+++ Extracted records
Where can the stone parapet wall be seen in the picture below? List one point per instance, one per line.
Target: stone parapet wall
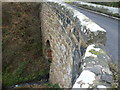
(69, 33)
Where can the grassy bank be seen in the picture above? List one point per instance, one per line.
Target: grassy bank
(22, 44)
(97, 9)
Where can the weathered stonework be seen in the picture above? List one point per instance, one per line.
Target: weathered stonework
(66, 35)
(61, 31)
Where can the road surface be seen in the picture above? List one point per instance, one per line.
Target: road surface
(111, 27)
++++++
• Exercise instructions
Using the records above, report each line that contains the word "seen" by copying it.

• Answer to the problem
Where can the stone parapet wall be seen in the picture below? List one point per instance, one per line.
Where can the grassy bank be seen in the picture above? List one point per instance, one per line.
Where can the weathered stonework be seen in the picture above? List one point per instance, one per line.
Where can the road surface be seen in the picture above? List one point per instance, one per line.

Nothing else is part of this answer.